* Task requirements *
Whatever appears in the records apart from pictures must be reproduced exactly.
** Records to process follows **
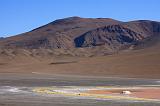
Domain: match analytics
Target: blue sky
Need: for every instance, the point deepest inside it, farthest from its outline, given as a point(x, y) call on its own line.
point(18, 16)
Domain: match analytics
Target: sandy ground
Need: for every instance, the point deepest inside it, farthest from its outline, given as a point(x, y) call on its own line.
point(138, 63)
point(10, 96)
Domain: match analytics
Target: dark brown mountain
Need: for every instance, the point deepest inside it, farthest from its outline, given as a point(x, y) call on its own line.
point(57, 34)
point(120, 35)
point(95, 36)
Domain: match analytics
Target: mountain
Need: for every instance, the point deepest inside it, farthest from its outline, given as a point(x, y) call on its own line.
point(57, 34)
point(84, 36)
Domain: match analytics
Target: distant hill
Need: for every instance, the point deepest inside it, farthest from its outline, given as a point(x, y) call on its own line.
point(95, 36)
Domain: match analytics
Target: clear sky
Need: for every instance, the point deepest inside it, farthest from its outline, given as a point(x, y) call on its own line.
** End of Records to process **
* Result *
Domain: match analytics
Target: blue sky
Need: for every instance, the point deepest inside it, farthest from its outline, given as a point(x, y) call on its own line.
point(18, 16)
Domain: match analytics
Target: sandy ground
Need: for every instance, the point deepest inside it, farthest from its outline, given as a point(x, y) call on its own line.
point(138, 63)
point(10, 96)
Domain: match analytics
Target: dark brown mountain
Need: for every instance, the point deepest inside it, farthest from its outline, given as a point(x, y) call on its own line.
point(57, 34)
point(120, 35)
point(95, 36)
Domain: match analytics
Target: mountain
Need: for every instance, the point deepest inside it, farthest from its outline, given as a point(x, y) call on its own line.
point(57, 34)
point(84, 36)
Domain: match analytics
Target: distant hill
Need: for every instance, the point deepest inside it, farthest from its outline, given as a point(x, y) call on its own line.
point(95, 36)
Domain: match analytics
Target: clear sky
Need: for every instance, the point deepest inside it, farthest from its outline, given as a point(x, y) call on its own line.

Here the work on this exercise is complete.